begin Data for this task
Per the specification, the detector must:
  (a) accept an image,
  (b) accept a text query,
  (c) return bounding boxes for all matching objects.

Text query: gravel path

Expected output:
end Data for this task
* Stated problem *
Please present every line of the records above as a Markdown table with the columns Row and Text, leaving out blank lines.

* Written answer *
| Row | Text |
|---|---|
| 1 | Per the specification, the detector must: |
| 2 |   (a) accept an image, |
| 3 |   (b) accept a text query, |
| 4 |   (c) return bounding boxes for all matching objects. |
| 5 | Text query: gravel path |
| 6 | Expected output: |